• **Text for analysis**
<<<<

Sanches recommends harvesting oocytes during the final collection for those wanting to breed their donors but leaving the most dominant follicles in the ovaries.

“We know this egg will be ovulated, and she will breed successfully after a last collection. It’s a natural process.”

IVF has become the first choice for many producers’ best animals, since they have realized they don’t need to use this method only on problem or ‘nonresponding’ cows. The right genetics can be replicated quicker than with hormone-free in vitro fertilization rather than with conventional flushing.

 

3.    Capitalize on Post Breeding Opportunities

Once a donor becomes pregnant, oocyte collection doesn’t have to end.

“It’s an exciting aspect that we may begin using IVF again approximately 15 days after calving, 40 days post-breeding, and after a pregnancy confirmation,” Sanches said. “Herd genetics are accelerated while keeping donors on track naturally, right up to 100 days of pregnancy. After confirmation, we can collect up to four more times before the fetus and the uterus drop out of reach.”

>>>>

• **To do**
1. Answer these questions from the excerpt on IVF for donor cows:
(a) During the final collection, which follicles does Sanches recommend leaving in the ovaries?
(b) About how many days after calving can IVF be used again?
(c) After pregnancy confirmation, how many more times can collection take place?
2. Decide whether each statement agrees with the excerpt on IVF for donor cows, and quote the words that decide it:
(a) Producers have realized that IVF need not be limited to problem or nonresponding cows.
(b) Oocyte collection must stop once a donor becomes pregnant.
(c) Donors can be kept on track naturally up to 100 days of pregnancy.
3. Extend the excerpt on IVF for donor cows, starting after its last sentence.

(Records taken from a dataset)
<<<<

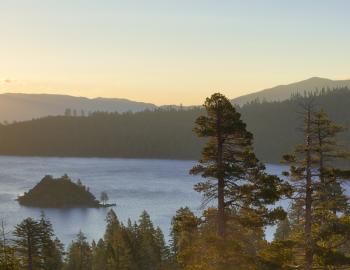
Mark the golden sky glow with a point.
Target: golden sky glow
(169, 52)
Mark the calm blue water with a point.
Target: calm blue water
(158, 186)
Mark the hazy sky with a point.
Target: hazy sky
(164, 52)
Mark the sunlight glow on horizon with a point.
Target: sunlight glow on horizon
(169, 52)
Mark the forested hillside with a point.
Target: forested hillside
(164, 133)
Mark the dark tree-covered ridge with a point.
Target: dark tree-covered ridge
(58, 193)
(165, 133)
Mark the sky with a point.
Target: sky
(169, 52)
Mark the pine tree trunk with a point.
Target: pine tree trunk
(221, 208)
(30, 256)
(308, 197)
(221, 183)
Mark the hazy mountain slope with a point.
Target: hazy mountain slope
(166, 133)
(18, 107)
(283, 92)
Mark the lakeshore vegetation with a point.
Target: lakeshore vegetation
(313, 233)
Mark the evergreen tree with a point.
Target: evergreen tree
(184, 229)
(99, 258)
(79, 255)
(149, 258)
(8, 260)
(320, 203)
(118, 252)
(283, 230)
(235, 176)
(28, 243)
(51, 248)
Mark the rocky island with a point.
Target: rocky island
(60, 193)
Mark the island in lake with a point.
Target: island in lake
(60, 193)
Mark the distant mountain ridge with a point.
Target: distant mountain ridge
(20, 107)
(284, 92)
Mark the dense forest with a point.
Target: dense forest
(313, 233)
(163, 133)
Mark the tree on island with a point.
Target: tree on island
(104, 197)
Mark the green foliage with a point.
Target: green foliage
(166, 133)
(233, 174)
(36, 247)
(58, 193)
(79, 255)
(320, 211)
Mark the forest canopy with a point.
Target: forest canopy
(165, 133)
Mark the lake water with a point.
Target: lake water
(158, 186)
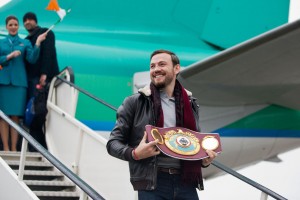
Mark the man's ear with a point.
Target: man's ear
(177, 69)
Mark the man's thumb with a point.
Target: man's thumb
(145, 137)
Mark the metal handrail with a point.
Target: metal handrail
(215, 163)
(60, 166)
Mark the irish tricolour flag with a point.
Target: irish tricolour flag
(53, 5)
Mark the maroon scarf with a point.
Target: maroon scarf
(191, 170)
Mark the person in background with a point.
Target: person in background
(41, 72)
(14, 51)
(165, 103)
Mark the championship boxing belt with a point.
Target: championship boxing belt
(182, 143)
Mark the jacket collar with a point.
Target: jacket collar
(147, 92)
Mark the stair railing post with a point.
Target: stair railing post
(83, 196)
(263, 196)
(22, 159)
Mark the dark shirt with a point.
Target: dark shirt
(47, 61)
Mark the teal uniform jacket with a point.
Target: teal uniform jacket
(14, 71)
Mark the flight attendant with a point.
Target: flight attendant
(13, 80)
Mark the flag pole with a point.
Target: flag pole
(58, 21)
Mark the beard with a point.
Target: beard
(164, 83)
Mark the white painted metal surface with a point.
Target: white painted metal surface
(10, 187)
(83, 150)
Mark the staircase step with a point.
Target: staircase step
(31, 165)
(11, 155)
(50, 185)
(41, 175)
(64, 195)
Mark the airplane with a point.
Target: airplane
(246, 90)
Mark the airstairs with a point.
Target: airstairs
(76, 165)
(46, 182)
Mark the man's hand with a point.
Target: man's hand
(211, 155)
(43, 79)
(145, 150)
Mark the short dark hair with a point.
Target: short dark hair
(11, 17)
(30, 15)
(174, 58)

>>>>

• **Outputs for the tasks**
1.
(a) The most dominant follicles.
(b) Approximately 15 days.
(c) Up to four more times.

2.
(a) Yes: "they don’t need to use this method only on problem or ‘nonresponding’ cows"
(b) No: "Once a donor becomes pregnant, oocyte collection doesn’t have to end."
(c) Yes: "keeping donors on track naturally, right up to 100 days of pregnancy"

3.
Sanches believes that keeping donors on a regular schedule is important; however, he also admits that everything can be flexible and it’s all heavily dependent on the producer’s numbers and what they need. He recommends that a collection be done every other week, although the logistics of donors and recipients should both be evaluated.

“Planning ahead before cattle breeding season and having the donors on a schedule matching all the involved logistics is critical,” he said. “Know which satellite location will be used, where the embryos will be made, and where the recipients are located. Donors and recipients might be in different states. We work with clients to understand their needs, explain our platform, and help them to be successful.”

 

4.    Pregnancy Checking and Live Calf Data

After oocytes are collected and once plans are in motion, the process of fertilization takes place in a laboratory. Viable embryos are available for producers—either fresh or frozen, depending on the producer’s request—after eight days.

Producers can also maximize possible transfers in one day by synchronizing their receiving females. Transfer services are commonly used, and IVF companies usually can recommend or provide a trusted partner.

Most beef operations in the United States complete embryo placements early in the breeding season, and then follow up with natural service bulls. According to Sanches, it’s vital that these operations work with their veterinarian to complete pregnancy checks.

“If we don’t confirm a pregnancy from an embryo or a bull, we can’t track the due date,” he said. “The timing difference and due date will be around 15 to 25 days. If it’s not tracked, we may have calves overdue, which can become a problem during calving season. Ideally, we like to check at 45 and again at 90 days, but I encourage at least one check for reliable data to be gathered.”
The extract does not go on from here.